[Task goal]
If a line in the listing contains "blurred", copy it out whole.

====== Data supplied

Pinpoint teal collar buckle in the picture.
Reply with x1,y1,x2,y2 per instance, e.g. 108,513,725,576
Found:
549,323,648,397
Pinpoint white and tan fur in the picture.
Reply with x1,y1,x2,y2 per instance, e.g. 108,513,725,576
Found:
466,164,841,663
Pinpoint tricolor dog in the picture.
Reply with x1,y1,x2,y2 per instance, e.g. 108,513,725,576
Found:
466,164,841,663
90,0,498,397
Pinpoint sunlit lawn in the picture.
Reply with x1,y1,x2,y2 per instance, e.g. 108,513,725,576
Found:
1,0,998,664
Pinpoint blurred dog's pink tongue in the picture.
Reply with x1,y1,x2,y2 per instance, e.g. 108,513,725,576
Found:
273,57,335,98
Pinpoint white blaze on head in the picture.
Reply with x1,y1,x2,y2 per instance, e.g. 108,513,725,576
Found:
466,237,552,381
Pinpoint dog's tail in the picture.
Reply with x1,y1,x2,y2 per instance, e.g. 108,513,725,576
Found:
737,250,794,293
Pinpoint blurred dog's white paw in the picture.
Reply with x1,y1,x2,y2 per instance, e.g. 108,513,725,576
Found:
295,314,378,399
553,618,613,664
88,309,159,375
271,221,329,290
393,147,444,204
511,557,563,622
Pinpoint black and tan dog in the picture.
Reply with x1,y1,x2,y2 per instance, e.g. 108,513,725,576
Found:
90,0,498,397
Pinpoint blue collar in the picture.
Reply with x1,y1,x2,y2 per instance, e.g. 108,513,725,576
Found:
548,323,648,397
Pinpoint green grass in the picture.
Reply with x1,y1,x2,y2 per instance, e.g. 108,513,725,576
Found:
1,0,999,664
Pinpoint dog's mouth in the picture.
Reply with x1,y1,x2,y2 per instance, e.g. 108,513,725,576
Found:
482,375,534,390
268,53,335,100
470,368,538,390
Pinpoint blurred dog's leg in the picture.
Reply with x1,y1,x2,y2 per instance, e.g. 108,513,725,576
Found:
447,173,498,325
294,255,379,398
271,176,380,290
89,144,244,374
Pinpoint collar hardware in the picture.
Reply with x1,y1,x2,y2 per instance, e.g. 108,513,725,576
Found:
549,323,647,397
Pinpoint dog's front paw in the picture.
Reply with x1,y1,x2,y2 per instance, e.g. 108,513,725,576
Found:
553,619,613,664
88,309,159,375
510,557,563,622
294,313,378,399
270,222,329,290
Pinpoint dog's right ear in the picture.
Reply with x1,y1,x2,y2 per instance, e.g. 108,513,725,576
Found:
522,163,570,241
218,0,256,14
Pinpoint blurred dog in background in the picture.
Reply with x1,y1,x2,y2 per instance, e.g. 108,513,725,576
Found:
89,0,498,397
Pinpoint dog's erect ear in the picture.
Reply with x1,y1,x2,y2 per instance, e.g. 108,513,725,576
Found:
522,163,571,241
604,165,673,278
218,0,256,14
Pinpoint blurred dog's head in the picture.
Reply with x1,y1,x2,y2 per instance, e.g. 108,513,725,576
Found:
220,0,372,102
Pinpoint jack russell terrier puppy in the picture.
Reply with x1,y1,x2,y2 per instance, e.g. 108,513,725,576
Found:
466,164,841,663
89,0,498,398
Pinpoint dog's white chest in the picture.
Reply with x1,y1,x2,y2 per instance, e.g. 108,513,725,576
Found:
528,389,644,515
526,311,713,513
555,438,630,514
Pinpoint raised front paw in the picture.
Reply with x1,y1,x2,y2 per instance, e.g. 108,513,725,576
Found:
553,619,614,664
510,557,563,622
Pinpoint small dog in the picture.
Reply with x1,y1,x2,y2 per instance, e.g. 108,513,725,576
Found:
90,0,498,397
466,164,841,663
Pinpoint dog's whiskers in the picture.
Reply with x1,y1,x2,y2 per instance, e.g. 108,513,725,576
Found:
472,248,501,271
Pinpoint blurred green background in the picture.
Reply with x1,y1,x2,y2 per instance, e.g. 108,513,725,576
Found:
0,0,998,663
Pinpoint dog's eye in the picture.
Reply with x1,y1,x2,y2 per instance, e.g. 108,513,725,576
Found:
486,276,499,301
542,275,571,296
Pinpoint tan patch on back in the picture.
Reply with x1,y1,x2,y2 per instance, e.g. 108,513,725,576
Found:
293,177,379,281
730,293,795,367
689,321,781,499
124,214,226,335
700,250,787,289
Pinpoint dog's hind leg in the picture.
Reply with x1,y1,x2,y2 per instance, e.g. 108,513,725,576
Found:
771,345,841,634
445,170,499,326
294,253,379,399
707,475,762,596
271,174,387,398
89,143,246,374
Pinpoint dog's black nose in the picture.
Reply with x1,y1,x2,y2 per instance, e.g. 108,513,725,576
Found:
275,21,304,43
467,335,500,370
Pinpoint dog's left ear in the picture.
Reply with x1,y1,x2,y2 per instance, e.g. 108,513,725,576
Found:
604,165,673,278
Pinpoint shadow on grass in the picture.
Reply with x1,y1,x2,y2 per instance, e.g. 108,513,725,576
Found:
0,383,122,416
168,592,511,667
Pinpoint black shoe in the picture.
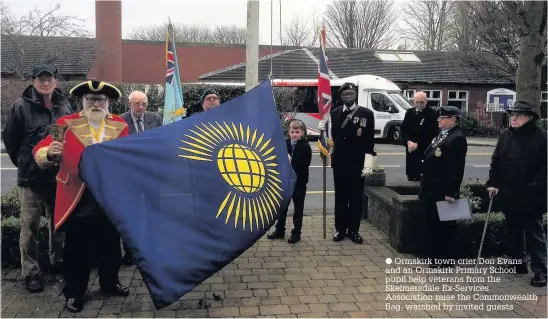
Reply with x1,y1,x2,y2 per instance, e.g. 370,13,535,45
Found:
25,274,43,293
121,253,134,266
267,230,284,240
101,283,129,297
287,233,301,244
531,273,547,287
348,232,363,244
407,177,420,182
65,297,84,313
332,231,345,242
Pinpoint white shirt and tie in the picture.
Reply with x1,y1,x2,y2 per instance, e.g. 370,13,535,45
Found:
131,111,145,133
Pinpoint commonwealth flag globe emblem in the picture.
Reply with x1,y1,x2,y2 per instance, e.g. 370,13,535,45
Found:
218,144,265,193
179,121,283,231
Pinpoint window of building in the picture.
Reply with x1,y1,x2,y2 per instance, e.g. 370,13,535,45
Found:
371,93,398,113
447,90,469,112
374,52,400,62
421,90,442,108
293,87,318,113
403,90,415,102
541,91,547,118
396,52,421,62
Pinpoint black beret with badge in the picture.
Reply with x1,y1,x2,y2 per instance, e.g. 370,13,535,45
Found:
506,100,539,119
437,105,462,117
338,82,357,94
69,80,122,100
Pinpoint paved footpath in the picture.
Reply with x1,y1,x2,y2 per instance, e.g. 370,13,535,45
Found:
2,215,546,318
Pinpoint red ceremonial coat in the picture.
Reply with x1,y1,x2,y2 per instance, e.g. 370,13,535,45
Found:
33,111,129,231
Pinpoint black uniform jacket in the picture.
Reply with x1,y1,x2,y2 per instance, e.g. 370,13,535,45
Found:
486,121,547,215
330,105,375,173
419,126,468,201
401,106,438,150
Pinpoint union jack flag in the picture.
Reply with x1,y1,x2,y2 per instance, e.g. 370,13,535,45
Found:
166,43,175,84
162,22,185,125
317,24,331,158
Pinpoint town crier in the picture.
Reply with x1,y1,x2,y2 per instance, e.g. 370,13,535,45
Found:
32,80,130,313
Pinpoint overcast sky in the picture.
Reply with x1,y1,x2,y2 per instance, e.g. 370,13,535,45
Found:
2,0,344,45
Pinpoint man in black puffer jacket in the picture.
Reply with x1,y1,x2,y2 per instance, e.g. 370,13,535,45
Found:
2,64,73,292
486,100,547,287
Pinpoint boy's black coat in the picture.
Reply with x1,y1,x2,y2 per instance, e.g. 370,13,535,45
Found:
286,138,312,184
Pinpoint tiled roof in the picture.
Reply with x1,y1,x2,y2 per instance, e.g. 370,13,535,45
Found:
1,35,95,77
198,48,515,85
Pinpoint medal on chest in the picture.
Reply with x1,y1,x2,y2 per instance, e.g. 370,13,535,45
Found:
352,117,359,124
420,118,425,126
360,118,367,127
356,128,362,136
435,147,442,157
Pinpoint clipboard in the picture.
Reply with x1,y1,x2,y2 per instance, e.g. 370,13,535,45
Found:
436,198,472,221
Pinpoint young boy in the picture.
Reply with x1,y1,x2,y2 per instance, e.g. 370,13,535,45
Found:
267,119,312,243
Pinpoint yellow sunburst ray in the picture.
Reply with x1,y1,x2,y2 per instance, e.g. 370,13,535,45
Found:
269,174,282,184
179,147,212,158
223,121,236,140
255,133,264,149
208,122,226,141
177,155,213,161
262,146,275,157
217,192,232,218
180,141,212,153
258,195,271,224
263,192,277,220
267,169,279,175
225,193,237,223
185,133,215,150
239,123,245,143
248,198,254,232
196,125,221,144
264,155,276,162
242,197,247,230
251,129,258,147
214,121,230,140
234,197,241,228
266,163,278,167
188,129,217,148
245,125,250,145
259,138,271,153
201,123,223,143
266,185,283,200
253,198,263,229
231,123,240,140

============

[Finished task]
Pinpoint blurred dog's pink tongue in the picture.
Pinpoint blurred dog's white paw in the picture.
Pinpoint blurred dog's leg in the picture.
Pinpoint blurred dog in background in the picture.
Pinpoint blurred dog's head in the picture.
Pinpoint blurred green background in the picture.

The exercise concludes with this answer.